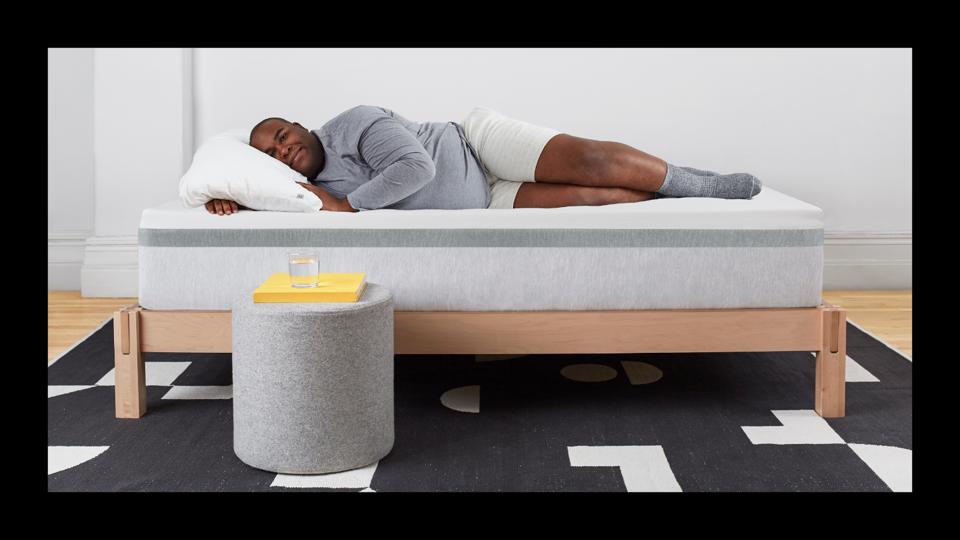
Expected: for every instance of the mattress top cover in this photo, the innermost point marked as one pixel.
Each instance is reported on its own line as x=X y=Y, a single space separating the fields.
x=770 y=209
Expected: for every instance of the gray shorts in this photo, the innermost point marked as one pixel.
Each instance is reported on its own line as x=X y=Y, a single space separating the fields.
x=508 y=149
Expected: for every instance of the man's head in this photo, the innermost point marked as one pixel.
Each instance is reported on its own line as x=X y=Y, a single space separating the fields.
x=289 y=142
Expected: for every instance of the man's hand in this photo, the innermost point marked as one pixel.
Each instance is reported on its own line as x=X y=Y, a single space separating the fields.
x=330 y=202
x=223 y=207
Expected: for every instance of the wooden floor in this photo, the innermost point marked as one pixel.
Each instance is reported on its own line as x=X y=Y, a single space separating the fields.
x=888 y=315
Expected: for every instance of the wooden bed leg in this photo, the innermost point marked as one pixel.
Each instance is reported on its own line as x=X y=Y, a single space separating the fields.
x=130 y=389
x=831 y=364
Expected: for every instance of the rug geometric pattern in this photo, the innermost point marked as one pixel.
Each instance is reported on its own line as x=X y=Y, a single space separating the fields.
x=604 y=422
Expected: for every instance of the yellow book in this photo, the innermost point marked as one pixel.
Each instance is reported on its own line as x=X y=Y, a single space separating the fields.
x=332 y=287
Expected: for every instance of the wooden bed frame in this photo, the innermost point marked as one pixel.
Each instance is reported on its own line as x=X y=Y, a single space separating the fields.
x=820 y=329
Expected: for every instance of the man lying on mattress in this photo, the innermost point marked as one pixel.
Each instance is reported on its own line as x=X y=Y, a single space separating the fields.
x=370 y=157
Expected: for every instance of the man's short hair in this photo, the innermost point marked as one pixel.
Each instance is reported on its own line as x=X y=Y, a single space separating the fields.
x=264 y=121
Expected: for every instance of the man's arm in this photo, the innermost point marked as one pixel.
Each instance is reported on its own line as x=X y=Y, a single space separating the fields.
x=403 y=165
x=223 y=207
x=330 y=202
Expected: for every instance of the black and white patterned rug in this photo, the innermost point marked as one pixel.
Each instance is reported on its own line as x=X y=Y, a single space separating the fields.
x=740 y=422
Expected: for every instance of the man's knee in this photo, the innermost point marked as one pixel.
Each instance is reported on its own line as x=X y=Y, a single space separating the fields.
x=599 y=196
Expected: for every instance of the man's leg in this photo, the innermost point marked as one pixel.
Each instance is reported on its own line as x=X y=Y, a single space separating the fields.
x=585 y=162
x=546 y=195
x=574 y=160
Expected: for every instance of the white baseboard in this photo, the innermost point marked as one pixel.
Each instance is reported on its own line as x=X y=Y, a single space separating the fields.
x=107 y=265
x=865 y=260
x=110 y=267
x=64 y=259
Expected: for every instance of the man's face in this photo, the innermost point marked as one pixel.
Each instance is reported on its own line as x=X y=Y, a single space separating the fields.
x=292 y=144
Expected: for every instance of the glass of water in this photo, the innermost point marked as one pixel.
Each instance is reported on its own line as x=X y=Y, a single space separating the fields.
x=304 y=269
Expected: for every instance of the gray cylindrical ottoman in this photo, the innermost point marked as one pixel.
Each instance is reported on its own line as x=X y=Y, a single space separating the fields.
x=313 y=383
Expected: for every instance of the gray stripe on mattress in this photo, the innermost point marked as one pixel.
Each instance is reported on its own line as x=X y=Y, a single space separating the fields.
x=479 y=238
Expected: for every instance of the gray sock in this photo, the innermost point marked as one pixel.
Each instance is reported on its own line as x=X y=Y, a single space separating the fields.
x=699 y=172
x=680 y=182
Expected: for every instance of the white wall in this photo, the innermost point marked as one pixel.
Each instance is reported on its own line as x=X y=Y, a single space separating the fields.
x=828 y=126
x=69 y=163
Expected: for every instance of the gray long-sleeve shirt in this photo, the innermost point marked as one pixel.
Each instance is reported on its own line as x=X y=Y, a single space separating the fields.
x=378 y=159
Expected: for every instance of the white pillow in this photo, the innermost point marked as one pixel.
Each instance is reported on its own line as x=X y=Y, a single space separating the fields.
x=227 y=167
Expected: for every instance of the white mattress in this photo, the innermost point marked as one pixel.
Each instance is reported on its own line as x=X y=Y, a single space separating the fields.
x=686 y=253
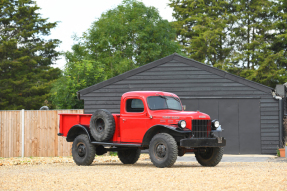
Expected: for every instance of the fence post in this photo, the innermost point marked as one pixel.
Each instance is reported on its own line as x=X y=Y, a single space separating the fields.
x=23 y=142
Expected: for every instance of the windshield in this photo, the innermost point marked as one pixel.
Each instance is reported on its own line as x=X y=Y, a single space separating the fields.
x=163 y=102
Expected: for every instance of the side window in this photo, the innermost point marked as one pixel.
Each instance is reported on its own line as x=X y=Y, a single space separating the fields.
x=134 y=105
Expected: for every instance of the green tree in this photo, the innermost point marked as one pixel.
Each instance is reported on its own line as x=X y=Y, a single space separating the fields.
x=78 y=74
x=129 y=36
x=203 y=28
x=122 y=39
x=25 y=57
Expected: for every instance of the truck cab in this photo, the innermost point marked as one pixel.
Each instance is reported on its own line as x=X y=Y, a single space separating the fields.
x=153 y=120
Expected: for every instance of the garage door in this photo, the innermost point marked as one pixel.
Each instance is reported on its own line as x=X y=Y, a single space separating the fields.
x=240 y=119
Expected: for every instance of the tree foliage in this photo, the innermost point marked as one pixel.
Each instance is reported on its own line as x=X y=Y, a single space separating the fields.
x=244 y=37
x=78 y=74
x=122 y=39
x=25 y=57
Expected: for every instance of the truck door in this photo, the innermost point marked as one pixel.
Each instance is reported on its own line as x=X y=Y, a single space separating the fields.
x=133 y=121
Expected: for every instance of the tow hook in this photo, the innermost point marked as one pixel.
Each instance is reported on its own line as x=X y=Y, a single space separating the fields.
x=219 y=139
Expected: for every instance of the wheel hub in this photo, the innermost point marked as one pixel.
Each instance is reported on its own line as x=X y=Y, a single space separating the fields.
x=81 y=149
x=100 y=125
x=161 y=150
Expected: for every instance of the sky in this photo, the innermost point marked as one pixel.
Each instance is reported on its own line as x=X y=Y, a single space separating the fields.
x=75 y=17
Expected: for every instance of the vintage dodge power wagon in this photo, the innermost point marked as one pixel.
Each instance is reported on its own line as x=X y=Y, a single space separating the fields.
x=151 y=120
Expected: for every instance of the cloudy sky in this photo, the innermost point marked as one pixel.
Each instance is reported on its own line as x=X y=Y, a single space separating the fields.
x=75 y=17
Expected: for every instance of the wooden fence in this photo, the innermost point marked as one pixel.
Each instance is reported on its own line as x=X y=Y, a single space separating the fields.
x=40 y=133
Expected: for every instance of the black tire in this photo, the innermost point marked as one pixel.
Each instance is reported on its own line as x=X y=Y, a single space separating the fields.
x=83 y=151
x=102 y=125
x=163 y=150
x=209 y=156
x=129 y=156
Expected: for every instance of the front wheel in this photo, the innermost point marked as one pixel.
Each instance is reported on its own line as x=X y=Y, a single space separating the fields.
x=83 y=151
x=163 y=150
x=209 y=156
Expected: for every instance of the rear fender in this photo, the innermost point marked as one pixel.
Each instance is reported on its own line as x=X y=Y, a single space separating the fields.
x=77 y=130
x=175 y=132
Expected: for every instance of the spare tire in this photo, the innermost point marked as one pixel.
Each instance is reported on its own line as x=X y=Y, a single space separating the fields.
x=102 y=125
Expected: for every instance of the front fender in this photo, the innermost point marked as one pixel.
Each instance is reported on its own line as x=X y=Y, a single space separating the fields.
x=77 y=130
x=163 y=129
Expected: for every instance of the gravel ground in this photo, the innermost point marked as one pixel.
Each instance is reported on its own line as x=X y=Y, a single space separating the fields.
x=107 y=173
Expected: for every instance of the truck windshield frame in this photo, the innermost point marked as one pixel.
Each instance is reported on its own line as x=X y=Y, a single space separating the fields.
x=161 y=102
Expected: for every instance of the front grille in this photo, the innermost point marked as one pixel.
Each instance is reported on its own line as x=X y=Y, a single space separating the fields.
x=201 y=128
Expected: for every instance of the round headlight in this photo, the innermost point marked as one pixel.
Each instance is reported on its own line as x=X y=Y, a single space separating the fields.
x=182 y=124
x=215 y=123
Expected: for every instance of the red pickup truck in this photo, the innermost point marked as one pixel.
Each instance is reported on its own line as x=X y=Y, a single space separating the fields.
x=151 y=120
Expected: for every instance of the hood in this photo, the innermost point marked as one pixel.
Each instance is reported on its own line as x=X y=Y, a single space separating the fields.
x=173 y=114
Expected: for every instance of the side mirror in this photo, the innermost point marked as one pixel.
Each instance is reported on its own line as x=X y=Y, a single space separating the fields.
x=184 y=107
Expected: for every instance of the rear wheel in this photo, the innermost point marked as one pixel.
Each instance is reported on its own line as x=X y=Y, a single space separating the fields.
x=209 y=156
x=83 y=151
x=129 y=156
x=163 y=150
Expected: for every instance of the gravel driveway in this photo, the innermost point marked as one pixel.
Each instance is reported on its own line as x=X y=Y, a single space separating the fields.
x=107 y=173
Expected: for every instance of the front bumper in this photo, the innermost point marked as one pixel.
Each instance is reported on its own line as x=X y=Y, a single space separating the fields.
x=203 y=142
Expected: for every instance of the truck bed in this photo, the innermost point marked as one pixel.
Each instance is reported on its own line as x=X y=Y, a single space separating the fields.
x=68 y=120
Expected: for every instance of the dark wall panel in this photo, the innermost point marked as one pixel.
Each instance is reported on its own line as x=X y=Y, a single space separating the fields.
x=249 y=126
x=240 y=119
x=189 y=81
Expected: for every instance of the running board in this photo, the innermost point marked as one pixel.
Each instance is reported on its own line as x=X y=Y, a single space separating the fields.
x=117 y=144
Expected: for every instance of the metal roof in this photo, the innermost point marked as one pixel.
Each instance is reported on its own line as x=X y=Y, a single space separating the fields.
x=181 y=59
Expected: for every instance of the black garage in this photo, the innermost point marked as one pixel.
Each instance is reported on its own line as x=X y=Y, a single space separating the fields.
x=246 y=110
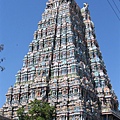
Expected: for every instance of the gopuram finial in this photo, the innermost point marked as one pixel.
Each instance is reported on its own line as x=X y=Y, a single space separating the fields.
x=86 y=6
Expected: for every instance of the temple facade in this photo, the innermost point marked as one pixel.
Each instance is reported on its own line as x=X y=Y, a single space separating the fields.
x=64 y=67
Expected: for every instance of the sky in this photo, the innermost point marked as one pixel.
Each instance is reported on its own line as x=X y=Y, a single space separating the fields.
x=19 y=20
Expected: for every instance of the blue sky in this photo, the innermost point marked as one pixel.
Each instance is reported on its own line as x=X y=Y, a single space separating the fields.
x=19 y=19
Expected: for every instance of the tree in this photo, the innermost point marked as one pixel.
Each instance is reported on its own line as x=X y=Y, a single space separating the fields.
x=38 y=110
x=1 y=59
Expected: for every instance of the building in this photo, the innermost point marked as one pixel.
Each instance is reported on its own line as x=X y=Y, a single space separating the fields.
x=64 y=66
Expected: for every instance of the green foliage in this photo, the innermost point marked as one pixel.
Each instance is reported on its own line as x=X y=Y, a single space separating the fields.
x=39 y=110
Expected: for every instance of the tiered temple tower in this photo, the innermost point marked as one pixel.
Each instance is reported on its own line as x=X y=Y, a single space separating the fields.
x=64 y=66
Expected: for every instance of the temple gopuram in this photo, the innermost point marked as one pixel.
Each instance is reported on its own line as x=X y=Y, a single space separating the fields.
x=64 y=66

++++++++++++++++++++

■ To be done
Copy the rows between the line containing "Expected: for every instance of the man's face" and the line containing "x=304 y=269", inclusive, with every requested line unchanged and 67 added to each point coordinate in the answers.

■ Complete response
Expected: for every instance of the man's face in this photo, the innermost point marked as one pixel.
Each instance is reported on its own line as x=X y=Y, a single space separating the fields.
x=359 y=211
Expected: for every instance of the glass of water in this photo, the innermost point marked as one pixel.
Each instance is reported on its own line as x=X y=Y, a single space separating the fields.
x=371 y=336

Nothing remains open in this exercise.